#### WORK TASK
The response is to be the full listing, set down exactly.

<<<<

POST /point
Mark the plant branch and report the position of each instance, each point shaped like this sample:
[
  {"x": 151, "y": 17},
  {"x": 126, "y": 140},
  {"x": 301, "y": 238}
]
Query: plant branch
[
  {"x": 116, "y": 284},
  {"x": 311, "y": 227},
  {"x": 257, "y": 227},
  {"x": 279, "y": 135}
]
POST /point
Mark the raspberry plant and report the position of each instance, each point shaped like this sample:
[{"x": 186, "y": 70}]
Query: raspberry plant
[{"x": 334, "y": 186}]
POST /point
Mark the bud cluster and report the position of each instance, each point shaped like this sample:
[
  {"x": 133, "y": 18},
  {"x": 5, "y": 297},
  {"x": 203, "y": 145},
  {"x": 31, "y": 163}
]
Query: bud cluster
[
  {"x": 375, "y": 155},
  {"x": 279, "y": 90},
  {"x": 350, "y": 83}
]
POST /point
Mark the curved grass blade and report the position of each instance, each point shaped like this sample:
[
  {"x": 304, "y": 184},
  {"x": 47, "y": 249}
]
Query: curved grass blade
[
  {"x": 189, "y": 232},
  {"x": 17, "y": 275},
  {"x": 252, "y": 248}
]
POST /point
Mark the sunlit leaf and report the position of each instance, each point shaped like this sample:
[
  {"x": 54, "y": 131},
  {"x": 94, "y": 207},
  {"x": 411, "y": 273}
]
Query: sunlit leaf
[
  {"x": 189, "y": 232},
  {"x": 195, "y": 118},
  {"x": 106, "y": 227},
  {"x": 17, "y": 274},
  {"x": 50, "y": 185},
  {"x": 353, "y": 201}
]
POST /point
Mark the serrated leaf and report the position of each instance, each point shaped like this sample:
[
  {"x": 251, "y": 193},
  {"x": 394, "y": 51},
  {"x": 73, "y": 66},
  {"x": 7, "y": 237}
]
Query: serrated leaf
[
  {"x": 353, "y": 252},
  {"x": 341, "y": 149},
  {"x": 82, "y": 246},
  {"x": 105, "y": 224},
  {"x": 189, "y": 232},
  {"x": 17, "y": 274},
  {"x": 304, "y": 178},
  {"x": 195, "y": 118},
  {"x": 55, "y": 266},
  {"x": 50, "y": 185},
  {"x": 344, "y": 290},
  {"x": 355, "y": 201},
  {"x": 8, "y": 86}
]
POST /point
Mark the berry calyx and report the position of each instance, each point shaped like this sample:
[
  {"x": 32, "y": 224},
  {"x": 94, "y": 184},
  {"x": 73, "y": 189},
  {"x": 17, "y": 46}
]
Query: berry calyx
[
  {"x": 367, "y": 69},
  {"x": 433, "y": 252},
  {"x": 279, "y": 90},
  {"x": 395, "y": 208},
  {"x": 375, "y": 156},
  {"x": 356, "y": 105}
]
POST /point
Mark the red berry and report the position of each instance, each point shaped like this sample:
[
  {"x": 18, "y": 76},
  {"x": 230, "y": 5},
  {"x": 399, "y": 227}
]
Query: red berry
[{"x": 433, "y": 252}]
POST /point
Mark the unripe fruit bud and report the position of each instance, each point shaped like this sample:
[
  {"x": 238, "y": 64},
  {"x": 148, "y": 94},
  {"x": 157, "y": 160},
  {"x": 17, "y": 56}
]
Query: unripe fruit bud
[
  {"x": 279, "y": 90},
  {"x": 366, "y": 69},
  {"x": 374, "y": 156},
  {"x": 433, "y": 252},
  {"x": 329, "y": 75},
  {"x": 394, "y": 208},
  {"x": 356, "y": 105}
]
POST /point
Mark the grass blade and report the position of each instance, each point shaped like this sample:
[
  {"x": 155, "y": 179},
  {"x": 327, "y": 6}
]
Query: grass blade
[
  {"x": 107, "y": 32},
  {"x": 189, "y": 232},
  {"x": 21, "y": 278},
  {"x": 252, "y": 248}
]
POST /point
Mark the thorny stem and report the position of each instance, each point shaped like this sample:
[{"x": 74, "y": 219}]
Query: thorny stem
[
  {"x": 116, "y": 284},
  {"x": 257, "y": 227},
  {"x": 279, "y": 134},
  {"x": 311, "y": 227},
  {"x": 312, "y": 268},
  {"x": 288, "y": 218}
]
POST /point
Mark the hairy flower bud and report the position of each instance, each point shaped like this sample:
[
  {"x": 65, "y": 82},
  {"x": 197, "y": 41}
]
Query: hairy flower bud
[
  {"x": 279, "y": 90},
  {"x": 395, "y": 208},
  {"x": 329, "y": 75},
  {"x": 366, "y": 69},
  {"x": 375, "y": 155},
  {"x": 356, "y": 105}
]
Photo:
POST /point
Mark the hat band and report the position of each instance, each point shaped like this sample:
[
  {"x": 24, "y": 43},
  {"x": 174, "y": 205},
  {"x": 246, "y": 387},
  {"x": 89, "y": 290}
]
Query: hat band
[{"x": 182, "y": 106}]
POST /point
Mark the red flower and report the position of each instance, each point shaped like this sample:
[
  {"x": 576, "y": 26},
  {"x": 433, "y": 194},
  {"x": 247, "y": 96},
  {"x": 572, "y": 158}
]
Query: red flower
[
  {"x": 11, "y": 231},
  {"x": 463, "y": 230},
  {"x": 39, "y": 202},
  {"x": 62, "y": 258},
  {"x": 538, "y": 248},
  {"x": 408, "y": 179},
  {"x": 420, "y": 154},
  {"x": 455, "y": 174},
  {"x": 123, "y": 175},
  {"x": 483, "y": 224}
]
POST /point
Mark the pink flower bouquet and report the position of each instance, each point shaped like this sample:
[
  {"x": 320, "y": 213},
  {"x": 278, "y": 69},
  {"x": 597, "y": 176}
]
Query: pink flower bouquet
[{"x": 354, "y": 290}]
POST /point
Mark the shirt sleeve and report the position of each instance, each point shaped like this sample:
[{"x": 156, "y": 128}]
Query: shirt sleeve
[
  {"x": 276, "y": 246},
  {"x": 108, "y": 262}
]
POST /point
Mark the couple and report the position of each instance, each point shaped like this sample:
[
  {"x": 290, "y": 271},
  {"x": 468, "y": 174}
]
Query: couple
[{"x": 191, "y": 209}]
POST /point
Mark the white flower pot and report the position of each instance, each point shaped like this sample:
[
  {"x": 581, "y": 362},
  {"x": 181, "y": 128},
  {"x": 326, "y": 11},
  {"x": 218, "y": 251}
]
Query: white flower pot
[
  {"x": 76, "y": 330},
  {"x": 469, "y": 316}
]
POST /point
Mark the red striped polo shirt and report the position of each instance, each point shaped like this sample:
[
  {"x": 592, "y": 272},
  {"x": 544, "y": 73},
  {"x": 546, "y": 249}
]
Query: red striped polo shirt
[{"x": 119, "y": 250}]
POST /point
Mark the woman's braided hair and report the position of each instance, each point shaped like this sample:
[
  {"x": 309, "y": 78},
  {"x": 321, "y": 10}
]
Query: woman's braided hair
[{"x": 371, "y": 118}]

>>>>

#### EXERCISE RESULT
POST /point
Mark the plant branch and report the position of each instance, each point shaped like this sample:
[
  {"x": 151, "y": 17},
  {"x": 126, "y": 140},
  {"x": 301, "y": 238}
]
Query: plant branch
[
  {"x": 116, "y": 284},
  {"x": 311, "y": 227},
  {"x": 257, "y": 227},
  {"x": 279, "y": 135}
]
POST /point
Mark the raspberry plant and report the position of each instance, each point shaped like this sample:
[{"x": 186, "y": 70}]
Query: raspberry plant
[{"x": 334, "y": 186}]
POST /point
Mark the bud cluster and report the position of each instance, each point shaped like this sample:
[
  {"x": 133, "y": 18},
  {"x": 5, "y": 297},
  {"x": 203, "y": 145},
  {"x": 31, "y": 163}
]
Query: bud cluster
[
  {"x": 375, "y": 155},
  {"x": 279, "y": 90},
  {"x": 350, "y": 83}
]
POST /point
Mark the curved grass blade and report the position of each instance, each point shaped like this sample:
[
  {"x": 304, "y": 184},
  {"x": 47, "y": 249}
]
Query: curved grass blade
[
  {"x": 189, "y": 232},
  {"x": 17, "y": 275},
  {"x": 252, "y": 248}
]
POST /point
Mark the sunlit leaf and report the position of each instance, each point shaped like this sample:
[
  {"x": 54, "y": 131},
  {"x": 94, "y": 207},
  {"x": 411, "y": 273}
]
Query: sunlit leaf
[
  {"x": 189, "y": 232},
  {"x": 195, "y": 118},
  {"x": 106, "y": 227},
  {"x": 17, "y": 274},
  {"x": 50, "y": 185},
  {"x": 353, "y": 201}
]
POST /point
Mark the serrated leaf and report the position of each instance, each point shaped like this sample:
[
  {"x": 251, "y": 193},
  {"x": 394, "y": 51},
  {"x": 73, "y": 66},
  {"x": 7, "y": 237}
]
Query: serrated leaf
[
  {"x": 353, "y": 252},
  {"x": 341, "y": 149},
  {"x": 82, "y": 246},
  {"x": 105, "y": 224},
  {"x": 189, "y": 232},
  {"x": 17, "y": 274},
  {"x": 304, "y": 178},
  {"x": 195, "y": 118},
  {"x": 55, "y": 266},
  {"x": 50, "y": 185},
  {"x": 344, "y": 290},
  {"x": 355, "y": 201},
  {"x": 8, "y": 86}
]
POST /point
Mark the berry calyx and report the position of each instance, each point shaped like this sample:
[
  {"x": 32, "y": 224},
  {"x": 94, "y": 184},
  {"x": 73, "y": 189},
  {"x": 17, "y": 46}
]
Query: berry calyx
[
  {"x": 367, "y": 69},
  {"x": 433, "y": 252},
  {"x": 279, "y": 90},
  {"x": 395, "y": 208},
  {"x": 375, "y": 156},
  {"x": 356, "y": 105}
]
POST /point
Mark the red berry and report the position of each instance, each point shaped like this sample:
[
  {"x": 18, "y": 76},
  {"x": 230, "y": 5},
  {"x": 399, "y": 227}
]
Query: red berry
[{"x": 433, "y": 252}]
POST /point
Mark the unripe fruit bud and report the position of each instance, each point shaped like this sample:
[
  {"x": 238, "y": 64},
  {"x": 148, "y": 94},
  {"x": 157, "y": 160},
  {"x": 17, "y": 56}
]
Query: unripe fruit bud
[
  {"x": 279, "y": 90},
  {"x": 366, "y": 69},
  {"x": 374, "y": 156},
  {"x": 433, "y": 252},
  {"x": 329, "y": 75},
  {"x": 394, "y": 208},
  {"x": 356, "y": 105}
]
POST /point
Mark the grass blade and report the position of each instance, each point shaped like this sample:
[
  {"x": 155, "y": 179},
  {"x": 327, "y": 6}
]
Query: grass blade
[
  {"x": 107, "y": 32},
  {"x": 189, "y": 232},
  {"x": 21, "y": 278},
  {"x": 252, "y": 248}
]
POST /point
Mark the thorny stem and report the position of each instance, each point shaped like this sample:
[{"x": 74, "y": 219}]
Query: thorny stem
[
  {"x": 116, "y": 284},
  {"x": 257, "y": 227},
  {"x": 279, "y": 134},
  {"x": 311, "y": 227},
  {"x": 312, "y": 268},
  {"x": 288, "y": 218}
]
POST /point
Mark the hairy flower bud and report the position of each instance, each point shaped like this sample:
[
  {"x": 65, "y": 82},
  {"x": 197, "y": 41}
]
Query: hairy flower bud
[
  {"x": 279, "y": 90},
  {"x": 395, "y": 208},
  {"x": 329, "y": 75},
  {"x": 366, "y": 69},
  {"x": 375, "y": 155},
  {"x": 356, "y": 105}
]
Photo:
POST /point
Mark the hat band and report the position of each instance, each point shaped like this sample:
[
  {"x": 24, "y": 43},
  {"x": 174, "y": 205},
  {"x": 246, "y": 387},
  {"x": 89, "y": 290}
]
Query: hat band
[{"x": 182, "y": 106}]
POST /point
Mark the red flower and report the position of each instance, each point shaped like this sample:
[
  {"x": 576, "y": 26},
  {"x": 433, "y": 194},
  {"x": 247, "y": 96},
  {"x": 572, "y": 158}
]
Query: red flower
[
  {"x": 11, "y": 231},
  {"x": 463, "y": 230},
  {"x": 39, "y": 202},
  {"x": 62, "y": 258},
  {"x": 538, "y": 248},
  {"x": 408, "y": 179},
  {"x": 420, "y": 154},
  {"x": 455, "y": 174},
  {"x": 123, "y": 175},
  {"x": 483, "y": 224}
]
POST /point
Mark the pink flower bouquet and report the position of each instance, each point shaped like this sample:
[
  {"x": 320, "y": 213},
  {"x": 278, "y": 69},
  {"x": 597, "y": 176}
]
Query: pink flower bouquet
[{"x": 354, "y": 290}]
POST /point
Mark the shirt sleeve and report the position of each instance, each point shaped like this sample:
[{"x": 156, "y": 128}]
Query: shirt sleeve
[
  {"x": 276, "y": 246},
  {"x": 108, "y": 262}
]
POST /point
Mark the couple and report the position of each instance, each point shaped like this sample:
[
  {"x": 290, "y": 271},
  {"x": 468, "y": 174}
]
Query: couple
[{"x": 191, "y": 209}]
POST /point
Mark the white flower pot and report the position of each instance, each point shaped like this sample:
[
  {"x": 581, "y": 362},
  {"x": 181, "y": 128},
  {"x": 326, "y": 11},
  {"x": 218, "y": 251}
]
Query: white flower pot
[
  {"x": 76, "y": 330},
  {"x": 469, "y": 316}
]
POST /point
Mark the red striped polo shirt and report the position of each instance, each point shaped like this sample:
[
  {"x": 592, "y": 272},
  {"x": 544, "y": 73},
  {"x": 546, "y": 249}
]
Query: red striped polo shirt
[{"x": 119, "y": 250}]
POST /point
Mark the woman's braided hair and report the position of each instance, each point shaped like this sample:
[
  {"x": 309, "y": 78},
  {"x": 321, "y": 10}
]
Query: woman's braided hair
[{"x": 371, "y": 118}]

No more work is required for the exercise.